_Petunjuk A_. Menurut teks acuan, berapa eksemplar buku anak-anak tentang Zhou Chunfu yang dicetak?

PKT terus membuat kebohongan setelah mengambil alih kekuasaan pada tahun 1949, tetapi dalam skala yang lebih besar dan dengan cara yang lebih komprehensif. Untuk membenarkan reformasi tanahnya di awal 1950-an dengan merebut tanah dari tuan tanah, sastrawan kekaisarannya mengarang cerita yang tak terhitung jumlahnya untuk mencuci otak orang-orang Tiongkok, termasuk anak-anak, melalui buku teks.
Salah satu buku anak-anak, dicetak sebanyak 5 juta eksemplar, adalah cerita tentang Zhou Chunfu, seorang tuan tanah pekerja keras. Ia digambarkan sebagai sosok keji yang memaksa para pekerjanya untuk bangun tengah malam untuk bekerja di ladang dengan menirukan kokok ayam pada dini hari. Meski terdengar lucu, kisah ini menanamkan kebencian terhadap tuan tanah dan memperkuat perjuangan kelas di benak orang-orang Tiongkok, dari generasi ke generasi.

_Bahan Masukan_.
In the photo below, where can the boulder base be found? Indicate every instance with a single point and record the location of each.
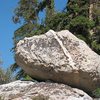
(60, 57)
(27, 90)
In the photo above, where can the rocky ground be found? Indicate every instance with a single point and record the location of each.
(27, 90)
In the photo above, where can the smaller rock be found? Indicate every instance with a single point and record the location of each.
(27, 90)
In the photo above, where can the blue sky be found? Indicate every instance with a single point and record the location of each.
(7, 28)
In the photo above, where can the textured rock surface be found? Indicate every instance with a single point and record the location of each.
(27, 90)
(60, 57)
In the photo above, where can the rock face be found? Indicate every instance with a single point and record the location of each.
(27, 90)
(60, 57)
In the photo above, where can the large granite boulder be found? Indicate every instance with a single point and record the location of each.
(60, 57)
(27, 90)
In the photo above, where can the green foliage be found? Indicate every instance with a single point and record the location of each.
(80, 25)
(75, 18)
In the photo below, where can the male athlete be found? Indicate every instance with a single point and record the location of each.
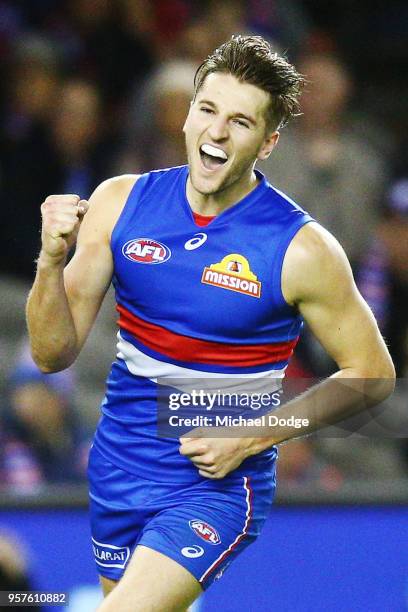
(228, 298)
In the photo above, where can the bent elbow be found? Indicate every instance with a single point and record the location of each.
(49, 364)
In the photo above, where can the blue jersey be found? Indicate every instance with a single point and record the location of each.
(193, 302)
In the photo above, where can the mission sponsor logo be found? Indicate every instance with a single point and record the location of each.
(146, 250)
(108, 555)
(205, 531)
(233, 273)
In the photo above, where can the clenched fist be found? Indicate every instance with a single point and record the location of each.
(61, 218)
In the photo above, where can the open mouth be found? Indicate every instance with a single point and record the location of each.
(212, 158)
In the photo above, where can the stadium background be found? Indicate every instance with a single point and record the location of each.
(92, 88)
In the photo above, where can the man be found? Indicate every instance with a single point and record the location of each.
(224, 301)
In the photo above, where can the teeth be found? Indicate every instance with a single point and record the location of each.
(214, 151)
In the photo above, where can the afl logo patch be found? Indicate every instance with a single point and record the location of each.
(205, 531)
(146, 250)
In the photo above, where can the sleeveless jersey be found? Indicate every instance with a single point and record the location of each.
(193, 302)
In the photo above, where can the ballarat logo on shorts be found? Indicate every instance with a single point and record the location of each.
(146, 250)
(232, 273)
(108, 555)
(205, 531)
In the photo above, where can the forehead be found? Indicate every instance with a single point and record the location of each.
(226, 92)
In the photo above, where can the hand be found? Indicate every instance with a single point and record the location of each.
(62, 216)
(215, 457)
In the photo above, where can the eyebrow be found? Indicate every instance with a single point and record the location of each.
(237, 114)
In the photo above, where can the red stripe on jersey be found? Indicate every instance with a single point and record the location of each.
(202, 220)
(194, 350)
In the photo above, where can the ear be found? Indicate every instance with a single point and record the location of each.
(268, 146)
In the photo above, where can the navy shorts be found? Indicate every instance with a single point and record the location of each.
(201, 526)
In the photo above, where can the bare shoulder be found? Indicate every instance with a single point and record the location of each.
(314, 263)
(107, 202)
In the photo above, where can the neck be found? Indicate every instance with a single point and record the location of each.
(215, 203)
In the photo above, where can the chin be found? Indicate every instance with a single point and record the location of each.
(205, 186)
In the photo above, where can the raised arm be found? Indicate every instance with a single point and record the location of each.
(317, 280)
(65, 299)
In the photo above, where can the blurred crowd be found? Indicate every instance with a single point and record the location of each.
(94, 88)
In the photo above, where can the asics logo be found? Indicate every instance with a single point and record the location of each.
(192, 552)
(196, 241)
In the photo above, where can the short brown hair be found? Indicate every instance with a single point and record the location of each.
(251, 59)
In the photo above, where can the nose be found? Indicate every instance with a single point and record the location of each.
(218, 130)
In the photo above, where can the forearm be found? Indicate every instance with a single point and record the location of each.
(50, 324)
(341, 396)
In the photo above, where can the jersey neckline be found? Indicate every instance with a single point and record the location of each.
(232, 210)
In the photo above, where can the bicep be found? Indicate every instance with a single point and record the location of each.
(88, 275)
(87, 278)
(324, 291)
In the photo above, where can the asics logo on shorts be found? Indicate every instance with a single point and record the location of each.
(192, 552)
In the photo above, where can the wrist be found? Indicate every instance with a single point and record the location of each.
(254, 446)
(46, 261)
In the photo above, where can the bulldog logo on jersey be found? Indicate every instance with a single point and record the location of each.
(146, 250)
(233, 273)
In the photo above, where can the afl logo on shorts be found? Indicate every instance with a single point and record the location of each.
(146, 250)
(205, 531)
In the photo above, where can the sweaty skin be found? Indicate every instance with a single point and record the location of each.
(65, 300)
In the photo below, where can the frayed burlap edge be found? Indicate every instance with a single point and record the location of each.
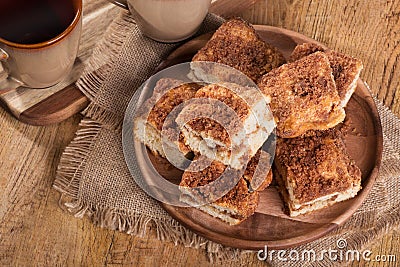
(100, 67)
(67, 182)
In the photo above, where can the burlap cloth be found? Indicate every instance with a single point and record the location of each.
(92, 172)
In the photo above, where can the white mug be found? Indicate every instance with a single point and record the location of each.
(167, 20)
(34, 59)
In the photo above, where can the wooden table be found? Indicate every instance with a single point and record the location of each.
(33, 228)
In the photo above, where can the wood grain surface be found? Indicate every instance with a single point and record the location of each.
(35, 231)
(59, 102)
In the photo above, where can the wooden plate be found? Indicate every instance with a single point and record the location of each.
(270, 225)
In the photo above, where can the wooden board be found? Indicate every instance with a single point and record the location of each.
(270, 225)
(57, 103)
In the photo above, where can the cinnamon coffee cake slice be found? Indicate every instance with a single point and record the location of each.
(315, 172)
(229, 123)
(303, 96)
(236, 205)
(346, 69)
(237, 44)
(168, 94)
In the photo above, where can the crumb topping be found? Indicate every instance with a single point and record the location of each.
(215, 129)
(303, 94)
(237, 44)
(168, 101)
(316, 165)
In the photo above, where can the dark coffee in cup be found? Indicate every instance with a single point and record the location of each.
(34, 21)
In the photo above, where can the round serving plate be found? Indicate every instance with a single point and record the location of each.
(270, 225)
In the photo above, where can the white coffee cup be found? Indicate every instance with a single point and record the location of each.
(48, 61)
(167, 20)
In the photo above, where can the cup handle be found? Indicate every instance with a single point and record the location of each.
(6, 81)
(120, 3)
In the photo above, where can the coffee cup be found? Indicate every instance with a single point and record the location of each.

_Petunjuk B_. Hitung baris catatan yang memuat kata "plate" dengan membedakan huruf besar dan kecil, lalu tuliskan angkanya saja.

_Jawaban Akhir A_. Sebanyak 5 juta eksemplar.

_Jawaban Akhir B_. 2